▶ What you should do
An exact copy of each record is required.

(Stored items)
────────────────

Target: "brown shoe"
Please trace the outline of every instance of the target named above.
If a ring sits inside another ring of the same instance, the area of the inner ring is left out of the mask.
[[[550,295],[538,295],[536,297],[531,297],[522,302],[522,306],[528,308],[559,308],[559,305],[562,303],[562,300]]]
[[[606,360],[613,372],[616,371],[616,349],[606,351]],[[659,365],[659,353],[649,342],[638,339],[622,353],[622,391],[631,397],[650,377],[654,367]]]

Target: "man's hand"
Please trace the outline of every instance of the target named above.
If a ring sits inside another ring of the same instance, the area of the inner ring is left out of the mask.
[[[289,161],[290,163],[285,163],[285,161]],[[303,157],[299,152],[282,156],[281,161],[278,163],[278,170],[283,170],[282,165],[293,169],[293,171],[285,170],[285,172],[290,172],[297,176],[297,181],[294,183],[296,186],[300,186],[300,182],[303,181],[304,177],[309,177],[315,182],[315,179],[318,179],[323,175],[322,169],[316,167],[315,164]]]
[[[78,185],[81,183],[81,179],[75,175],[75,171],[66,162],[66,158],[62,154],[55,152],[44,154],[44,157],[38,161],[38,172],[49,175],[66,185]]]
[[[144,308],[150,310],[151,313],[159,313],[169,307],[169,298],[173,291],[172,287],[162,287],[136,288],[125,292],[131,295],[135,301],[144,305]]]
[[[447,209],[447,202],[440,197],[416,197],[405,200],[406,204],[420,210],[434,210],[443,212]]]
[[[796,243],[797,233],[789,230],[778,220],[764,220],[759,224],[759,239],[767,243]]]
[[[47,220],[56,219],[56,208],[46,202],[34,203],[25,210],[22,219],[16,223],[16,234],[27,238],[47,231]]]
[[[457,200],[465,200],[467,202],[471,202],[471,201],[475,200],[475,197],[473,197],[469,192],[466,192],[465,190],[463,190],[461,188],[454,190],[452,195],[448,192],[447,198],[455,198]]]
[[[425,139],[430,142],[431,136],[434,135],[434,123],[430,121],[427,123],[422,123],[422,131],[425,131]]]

────────────────

▶ Task answer
Target: "brown shoe"
Please trace the outline of every instance of the target named above.
If a ring sits inside another ring of the same instance, the area of the inner ring is left out of the mask.
[[[550,295],[538,295],[536,297],[531,297],[522,302],[522,306],[528,308],[559,308],[559,305],[562,303],[562,300]]]
[[[606,360],[613,372],[616,371],[616,349],[606,351]],[[659,365],[659,353],[649,342],[638,339],[622,353],[622,391],[631,397],[650,377],[654,367]]]

Target: "man's hand"
Please trace the outline of every instance of the target named above.
If a ring sits inside another ring of the same instance, the area of the inner ring is left out of the mask.
[[[289,161],[290,163],[285,163],[285,161]],[[303,157],[299,152],[282,156],[281,161],[278,163],[278,170],[283,170],[282,165],[293,169],[293,171],[285,170],[285,172],[290,172],[297,176],[297,181],[294,183],[296,186],[300,186],[300,182],[303,181],[304,177],[309,177],[315,182],[315,179],[318,179],[323,175],[322,169],[316,167],[315,164]]]
[[[78,185],[81,183],[81,179],[75,175],[75,171],[66,162],[66,158],[62,154],[55,152],[44,154],[44,157],[38,161],[38,172],[49,175],[66,185]]]
[[[144,308],[150,310],[151,313],[159,313],[169,307],[169,298],[173,291],[172,287],[162,287],[136,288],[125,292],[131,295],[135,301],[144,305]]]
[[[447,209],[447,202],[440,197],[416,197],[405,200],[406,204],[420,210],[434,210],[443,212]]]
[[[796,243],[797,233],[789,230],[778,220],[764,220],[759,224],[759,239],[767,243]]]
[[[47,220],[56,219],[56,208],[46,202],[34,203],[25,210],[22,219],[16,223],[16,234],[27,238],[47,231]]]
[[[457,200],[465,200],[467,202],[471,202],[471,201],[475,200],[475,197],[473,197],[469,192],[466,192],[465,190],[463,190],[461,188],[454,190],[452,195],[448,192],[447,198],[455,198]]]
[[[425,139],[430,142],[431,136],[434,135],[434,123],[430,121],[427,123],[422,123],[422,131],[425,131]]]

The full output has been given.